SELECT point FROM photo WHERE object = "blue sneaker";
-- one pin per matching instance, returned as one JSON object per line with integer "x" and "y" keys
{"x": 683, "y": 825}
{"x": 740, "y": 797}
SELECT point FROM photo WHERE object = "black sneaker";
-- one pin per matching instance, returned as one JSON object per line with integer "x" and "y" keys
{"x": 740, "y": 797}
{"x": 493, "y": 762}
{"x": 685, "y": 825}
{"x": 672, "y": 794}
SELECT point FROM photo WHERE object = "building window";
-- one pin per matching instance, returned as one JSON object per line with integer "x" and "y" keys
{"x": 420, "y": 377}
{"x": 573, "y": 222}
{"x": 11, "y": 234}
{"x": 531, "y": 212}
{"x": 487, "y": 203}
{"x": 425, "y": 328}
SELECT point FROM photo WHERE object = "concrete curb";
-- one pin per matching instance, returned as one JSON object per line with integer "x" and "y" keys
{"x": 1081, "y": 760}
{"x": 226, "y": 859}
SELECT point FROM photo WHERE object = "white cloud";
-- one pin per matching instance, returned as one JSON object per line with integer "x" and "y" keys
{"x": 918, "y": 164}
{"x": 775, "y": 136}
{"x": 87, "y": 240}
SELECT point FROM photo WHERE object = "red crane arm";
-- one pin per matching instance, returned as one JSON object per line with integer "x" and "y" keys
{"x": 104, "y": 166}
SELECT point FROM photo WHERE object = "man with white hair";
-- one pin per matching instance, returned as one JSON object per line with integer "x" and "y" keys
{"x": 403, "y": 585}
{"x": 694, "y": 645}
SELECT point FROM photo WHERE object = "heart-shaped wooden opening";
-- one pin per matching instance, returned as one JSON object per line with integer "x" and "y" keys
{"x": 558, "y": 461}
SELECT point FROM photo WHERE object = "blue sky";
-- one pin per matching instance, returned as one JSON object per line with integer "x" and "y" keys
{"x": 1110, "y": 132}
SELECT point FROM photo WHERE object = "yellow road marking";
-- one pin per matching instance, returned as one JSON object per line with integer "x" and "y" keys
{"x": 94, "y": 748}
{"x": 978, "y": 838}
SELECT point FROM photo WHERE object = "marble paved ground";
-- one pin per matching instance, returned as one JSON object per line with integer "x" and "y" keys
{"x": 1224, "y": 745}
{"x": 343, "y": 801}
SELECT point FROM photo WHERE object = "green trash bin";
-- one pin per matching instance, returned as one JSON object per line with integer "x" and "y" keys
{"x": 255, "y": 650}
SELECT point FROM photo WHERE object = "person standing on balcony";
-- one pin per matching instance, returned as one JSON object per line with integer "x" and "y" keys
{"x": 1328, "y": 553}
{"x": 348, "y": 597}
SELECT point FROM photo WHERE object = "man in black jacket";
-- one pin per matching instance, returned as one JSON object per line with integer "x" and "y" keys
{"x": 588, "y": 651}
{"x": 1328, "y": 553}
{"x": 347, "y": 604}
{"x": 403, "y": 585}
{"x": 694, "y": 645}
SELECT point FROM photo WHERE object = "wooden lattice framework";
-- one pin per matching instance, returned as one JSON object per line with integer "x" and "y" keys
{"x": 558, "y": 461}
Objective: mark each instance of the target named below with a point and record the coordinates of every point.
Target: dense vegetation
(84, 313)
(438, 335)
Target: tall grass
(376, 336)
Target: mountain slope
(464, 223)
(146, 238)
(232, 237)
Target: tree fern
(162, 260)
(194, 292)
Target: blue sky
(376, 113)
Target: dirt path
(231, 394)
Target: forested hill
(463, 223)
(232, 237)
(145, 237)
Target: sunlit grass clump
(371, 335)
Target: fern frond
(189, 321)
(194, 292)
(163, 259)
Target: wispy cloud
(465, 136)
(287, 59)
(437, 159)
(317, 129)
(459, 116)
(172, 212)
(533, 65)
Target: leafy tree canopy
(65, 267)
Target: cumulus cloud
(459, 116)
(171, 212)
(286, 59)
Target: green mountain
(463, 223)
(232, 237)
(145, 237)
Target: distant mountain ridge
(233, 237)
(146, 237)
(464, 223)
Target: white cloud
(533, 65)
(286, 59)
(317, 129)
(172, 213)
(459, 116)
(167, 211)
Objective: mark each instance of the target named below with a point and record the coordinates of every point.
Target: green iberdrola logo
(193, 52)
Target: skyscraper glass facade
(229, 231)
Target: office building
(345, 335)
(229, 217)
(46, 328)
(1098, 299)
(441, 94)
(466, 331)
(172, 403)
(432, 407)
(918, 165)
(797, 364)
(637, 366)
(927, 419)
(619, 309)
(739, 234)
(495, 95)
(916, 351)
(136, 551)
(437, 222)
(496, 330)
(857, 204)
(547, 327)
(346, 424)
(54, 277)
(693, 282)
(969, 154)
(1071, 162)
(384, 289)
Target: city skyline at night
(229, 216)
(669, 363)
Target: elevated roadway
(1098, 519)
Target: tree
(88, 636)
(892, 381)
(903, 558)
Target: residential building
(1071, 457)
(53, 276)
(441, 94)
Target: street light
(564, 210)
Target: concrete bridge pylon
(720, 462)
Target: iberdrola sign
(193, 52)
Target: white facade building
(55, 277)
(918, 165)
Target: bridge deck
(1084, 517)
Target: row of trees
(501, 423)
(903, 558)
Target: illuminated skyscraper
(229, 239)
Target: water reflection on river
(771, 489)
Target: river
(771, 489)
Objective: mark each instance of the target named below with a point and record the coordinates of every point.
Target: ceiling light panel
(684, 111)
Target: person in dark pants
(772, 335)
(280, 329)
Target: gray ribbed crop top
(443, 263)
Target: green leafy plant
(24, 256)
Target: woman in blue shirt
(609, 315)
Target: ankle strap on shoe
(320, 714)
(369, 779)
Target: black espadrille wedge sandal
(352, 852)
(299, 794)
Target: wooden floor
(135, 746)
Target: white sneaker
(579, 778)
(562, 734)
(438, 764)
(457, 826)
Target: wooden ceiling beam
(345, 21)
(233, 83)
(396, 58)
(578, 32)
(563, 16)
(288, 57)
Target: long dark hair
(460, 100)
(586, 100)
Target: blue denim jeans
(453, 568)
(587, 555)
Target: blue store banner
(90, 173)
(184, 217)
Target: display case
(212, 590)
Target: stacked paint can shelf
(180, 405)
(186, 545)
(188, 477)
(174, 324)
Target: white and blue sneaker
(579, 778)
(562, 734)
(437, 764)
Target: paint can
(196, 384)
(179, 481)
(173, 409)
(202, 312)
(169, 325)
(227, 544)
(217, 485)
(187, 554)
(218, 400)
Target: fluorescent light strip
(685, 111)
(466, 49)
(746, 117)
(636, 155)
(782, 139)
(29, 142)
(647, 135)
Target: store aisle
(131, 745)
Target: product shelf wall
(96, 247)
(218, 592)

- What is expected
Your task is to extract all of the records exactly.

- Task result
SELECT point FROM photo WHERE object = "blue sneaker";
-- one pin per matching instance, returned as one JSON object per line with integer "x" and "y" keys
{"x": 683, "y": 825}
{"x": 740, "y": 797}
SELECT point FROM photo WHERE object = "black sneaker";
-- one pin per matching instance, returned as one JSON object per line with integer "x" and "y" keys
{"x": 740, "y": 797}
{"x": 493, "y": 762}
{"x": 685, "y": 825}
{"x": 672, "y": 794}
SELECT point FROM photo WHERE object = "building window";
-- one pin per matching instance, returned as one JSON object per line with integer "x" and "y" keys
{"x": 420, "y": 377}
{"x": 573, "y": 222}
{"x": 11, "y": 234}
{"x": 531, "y": 212}
{"x": 487, "y": 203}
{"x": 425, "y": 328}
SELECT point FROM photo WHERE object = "concrete curb";
-- one pin per matching instance, returned as one JSON object per line with integer "x" and "y" keys
{"x": 1081, "y": 760}
{"x": 226, "y": 859}
SELECT point FROM photo WHERE object = "white cloud";
-- one pin per matching instance, returned as one JSON object per line with integer "x" and "y" keys
{"x": 918, "y": 164}
{"x": 775, "y": 136}
{"x": 87, "y": 240}
SELECT point FROM photo WHERE object = "red crane arm";
-- one pin per matching instance, returned as one JSON object per line with integer "x" and "y" keys
{"x": 104, "y": 166}
SELECT point FROM photo WHERE object = "man with white hair";
-- one pin per matching instance, returned as one JSON object per line with integer "x" and "y" keys
{"x": 403, "y": 585}
{"x": 694, "y": 645}
SELECT point FROM photo WHERE object = "heart-shaped wooden opening";
-- one pin per matching instance, returned as one JSON object per line with integer "x" and "y" keys
{"x": 558, "y": 461}
SELECT point FROM photo WHERE object = "blue sky";
-- one pin per matching instance, returned as one JSON object per line with integer "x" and "y" keys
{"x": 1110, "y": 132}
SELECT point FROM photo WHERE object = "yellow road marking";
-- one pin per matching instance, returned as one JSON object per line with integer "x" and "y" keys
{"x": 94, "y": 748}
{"x": 978, "y": 838}
SELECT point FROM photo WHERE object = "marble paved ground";
-- one pin per matching instance, returned as one JSON object per line with integer "x" and "y" keys
{"x": 1224, "y": 745}
{"x": 343, "y": 801}
SELECT point FROM photo WHERE object = "green trash bin";
-- one pin per matching instance, returned as one JSON object per line with integer "x" and "y" keys
{"x": 255, "y": 650}
SELECT point FROM photo WHERE object = "person standing on balcony";
-- one pin per matching instance, returned as one JSON object per line with integer "x" and "y" keys
{"x": 1328, "y": 553}
{"x": 348, "y": 597}
SELECT point FROM photo WHERE object = "man in black jacket";
-- one pin per matching instance, returned as one JSON object per line with integer "x" and "y" keys
{"x": 588, "y": 651}
{"x": 1328, "y": 553}
{"x": 347, "y": 604}
{"x": 403, "y": 585}
{"x": 694, "y": 645}
SELECT point FROM photo WHERE object = "wooden lattice framework";
-- one pin per matching instance, returned as one JSON object per line with integer "x" and "y" keys
{"x": 558, "y": 461}
Objective: mark each instance of the target named below with a point and record the coordinates of every point.
Target: dense vegetation
(84, 313)
(438, 335)
Target: tall grass
(376, 336)
Target: mountain slope
(464, 223)
(146, 238)
(232, 237)
Target: tree fern
(162, 260)
(194, 292)
Target: blue sky
(376, 113)
Target: dirt path
(231, 394)
Target: forested hill
(463, 223)
(232, 237)
(145, 237)
Target: sunlit grass clump
(371, 335)
Target: fern frond
(189, 321)
(194, 292)
(163, 259)
Target: wispy cloud
(465, 136)
(287, 59)
(437, 159)
(317, 129)
(459, 116)
(172, 212)
(533, 65)
Target: leafy tree canopy
(65, 267)
Target: cumulus cloud
(459, 116)
(171, 212)
(286, 59)
Target: green mountain
(463, 223)
(232, 237)
(145, 237)
Target: distant mountain ridge
(233, 237)
(146, 237)
(464, 223)
Target: white cloud
(533, 65)
(286, 59)
(317, 129)
(172, 213)
(459, 116)
(167, 211)
Objective: mark each instance of the target named below with a point and record the coordinates of every point.
Target: green iberdrola logo
(193, 52)
Target: skyscraper glass facade
(229, 231)
Target: office building
(345, 335)
(229, 217)
(46, 328)
(1098, 299)
(441, 94)
(466, 331)
(172, 403)
(432, 407)
(918, 165)
(797, 364)
(637, 366)
(927, 419)
(619, 309)
(739, 234)
(495, 95)
(916, 351)
(136, 551)
(437, 222)
(496, 330)
(857, 204)
(547, 327)
(346, 424)
(54, 277)
(693, 282)
(969, 154)
(1071, 162)
(384, 289)
Target: city skyline at night
(229, 216)
(669, 363)
Target: elevated roadway
(1098, 519)
Target: tree
(88, 636)
(892, 381)
(903, 558)
Target: residential building
(1071, 457)
(53, 276)
(441, 94)
Target: street light
(564, 210)
Target: concrete bridge pylon
(720, 462)
Target: iberdrola sign
(193, 52)
Target: white facade building
(55, 277)
(918, 165)
Target: bridge deck
(1084, 517)
Target: row of trees
(501, 423)
(903, 558)
Target: illuminated skyscraper
(229, 239)
Target: water reflection on river
(771, 489)
Target: river
(771, 489)
Objective: mark each instance of the target named below with a point and record the coordinates of every point.
Target: ceiling light panel
(684, 111)
Target: person in dark pants
(772, 335)
(280, 329)
Target: gray ribbed crop top
(443, 263)
Target: green leafy plant
(24, 256)
Target: woman in blue shirt
(609, 315)
Target: ankle strap on shoe
(320, 714)
(369, 779)
Target: black espadrille wedge sandal
(352, 852)
(299, 794)
Target: wooden floor
(135, 746)
Target: white sneaker
(579, 778)
(562, 734)
(438, 764)
(457, 826)
Target: wooden ceiling beam
(345, 21)
(233, 83)
(396, 58)
(578, 32)
(563, 16)
(288, 57)
Target: long dark hair
(460, 100)
(586, 100)
Target: blue denim jeans
(453, 568)
(587, 555)
Target: blue store banner
(90, 173)
(184, 217)
Target: display case
(212, 590)
Target: stacked paint can shelf
(180, 405)
(186, 545)
(188, 477)
(174, 324)
Target: white and blue sneaker
(579, 778)
(562, 734)
(437, 764)
Target: paint can
(196, 384)
(179, 481)
(173, 409)
(202, 312)
(169, 325)
(227, 544)
(217, 485)
(187, 554)
(218, 400)
Target: fluorescent light strip
(685, 111)
(466, 49)
(746, 117)
(636, 155)
(782, 139)
(29, 142)
(647, 135)
Target: store aisle
(131, 745)
Target: product shelf wall
(96, 247)
(218, 592)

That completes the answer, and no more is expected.